- [PROBLEM TO SOLVE] Filter the listing below down to the lines containing the string "white", and copy each of those lines.

- [DATA FOR PROCESSING]
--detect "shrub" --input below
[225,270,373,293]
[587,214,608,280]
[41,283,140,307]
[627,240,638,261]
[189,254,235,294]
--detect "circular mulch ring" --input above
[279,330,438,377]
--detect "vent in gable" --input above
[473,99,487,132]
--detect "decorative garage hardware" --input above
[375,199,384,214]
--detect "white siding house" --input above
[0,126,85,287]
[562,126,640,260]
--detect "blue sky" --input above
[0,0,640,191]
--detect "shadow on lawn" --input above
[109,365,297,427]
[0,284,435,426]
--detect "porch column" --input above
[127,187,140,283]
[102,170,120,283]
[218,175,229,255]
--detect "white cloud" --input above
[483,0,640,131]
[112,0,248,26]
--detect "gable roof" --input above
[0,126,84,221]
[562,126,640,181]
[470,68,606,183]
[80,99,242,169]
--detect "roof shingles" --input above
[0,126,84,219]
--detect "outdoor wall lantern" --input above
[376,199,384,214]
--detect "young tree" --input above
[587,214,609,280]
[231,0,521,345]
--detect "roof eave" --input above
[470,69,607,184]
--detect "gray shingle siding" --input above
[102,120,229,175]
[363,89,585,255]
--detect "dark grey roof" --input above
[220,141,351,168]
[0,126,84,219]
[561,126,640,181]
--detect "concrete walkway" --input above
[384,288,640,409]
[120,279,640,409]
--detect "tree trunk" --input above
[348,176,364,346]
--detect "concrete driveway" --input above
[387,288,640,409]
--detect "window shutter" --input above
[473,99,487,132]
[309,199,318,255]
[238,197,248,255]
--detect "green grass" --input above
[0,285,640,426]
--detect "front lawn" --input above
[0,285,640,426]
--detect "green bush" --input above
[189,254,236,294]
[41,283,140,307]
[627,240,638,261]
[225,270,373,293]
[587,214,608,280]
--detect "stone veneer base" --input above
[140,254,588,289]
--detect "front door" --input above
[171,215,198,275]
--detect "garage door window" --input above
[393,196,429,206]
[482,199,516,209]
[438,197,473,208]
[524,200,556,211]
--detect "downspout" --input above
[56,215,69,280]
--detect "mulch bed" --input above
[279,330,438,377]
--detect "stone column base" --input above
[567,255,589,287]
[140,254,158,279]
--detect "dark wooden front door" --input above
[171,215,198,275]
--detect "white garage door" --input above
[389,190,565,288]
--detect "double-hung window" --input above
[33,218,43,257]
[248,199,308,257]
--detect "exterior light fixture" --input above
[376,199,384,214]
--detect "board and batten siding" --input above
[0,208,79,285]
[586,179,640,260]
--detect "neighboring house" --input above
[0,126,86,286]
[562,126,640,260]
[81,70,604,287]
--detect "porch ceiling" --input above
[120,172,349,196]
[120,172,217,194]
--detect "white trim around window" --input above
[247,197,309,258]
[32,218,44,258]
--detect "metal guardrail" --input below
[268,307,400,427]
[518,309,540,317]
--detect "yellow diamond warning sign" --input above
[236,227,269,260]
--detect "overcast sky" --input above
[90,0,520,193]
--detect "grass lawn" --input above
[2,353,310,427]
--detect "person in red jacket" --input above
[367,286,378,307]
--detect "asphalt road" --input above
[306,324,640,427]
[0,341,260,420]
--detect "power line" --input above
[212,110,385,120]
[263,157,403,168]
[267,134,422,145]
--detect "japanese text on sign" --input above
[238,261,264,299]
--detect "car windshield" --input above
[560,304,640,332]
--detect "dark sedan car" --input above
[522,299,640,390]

- [ANSWER TO THE PROBLEM]
--detect "white siding house" --input above
--detect "white cloud" --input above
--detect "white garage door" --input above
--detect "white trim around window" --input above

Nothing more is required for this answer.